_What is being asked_. According to the guide on performance analysis and optimization reports, when should the abstract be written?

— start Source —

20.3 Performance analysis and optimization report

Table of Contents

Purpose of the Performance Analysis and Optimization Report

For the final project, you are not only running an HPC application—you are also expected to analyze its performance and document how you improved it. The performance analysis and optimization report is where you:

Show that you can measure performance in a structured way.
Demonstrate that you can interpret profiling/benchmarking data.
Explain optimization choices and their quantitative impact.
Reflect on limitations, trade-offs, and future work.

Think of it as a mini research paper on your code’s performance, not just a log of what you tried.

Expected Structure of the Report

Use a clear, logical structure. A common, acceptable outline is:

Abstract
Introduction and Goals
Experimental Setup
Baseline Performance
Performance Analysis
Optimization Strategies
Results and Comparisons
Discussion and Lessons Learned
Conclusions and Future Work
Reproducibility Appendix (commands, scripts, module lists)

Below is guidance on what to include in each section.

Abstract

A short (5–10 sentences) summary:

What application you studied (e.g., 2D heat equation, N-body simulation, matrix multiplication).
What kind of parallelization is used (e.g., OpenMP, MPI, GPU, hybrid).
Key performance metrics you measured (e.g., runtime, speedup, efficiency).
Main optimizations you implemented.
Headline results (e.g., “Runtime reduced by 3.4× on 32 cores; parallel efficiency improved from 42% to 73%”).

Write the abstract last, when you know your final results.

Introduction and Goals

Clarify what you are trying to achieve from a performance standpoint, not just a scientific one.

Include:

A very brief description of the problem and code (1–2 paragraphs max).
The main performance questions you want to answer, e.g.:

How does runtime scale with number of cores?
What limits the speedup?
Is performance bound by computation, memory, or communication?

— end Source —
— start Provided data —

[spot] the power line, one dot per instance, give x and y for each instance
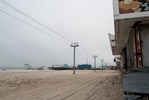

— end Provided data —

_Full answer_. Last, when you know your final results.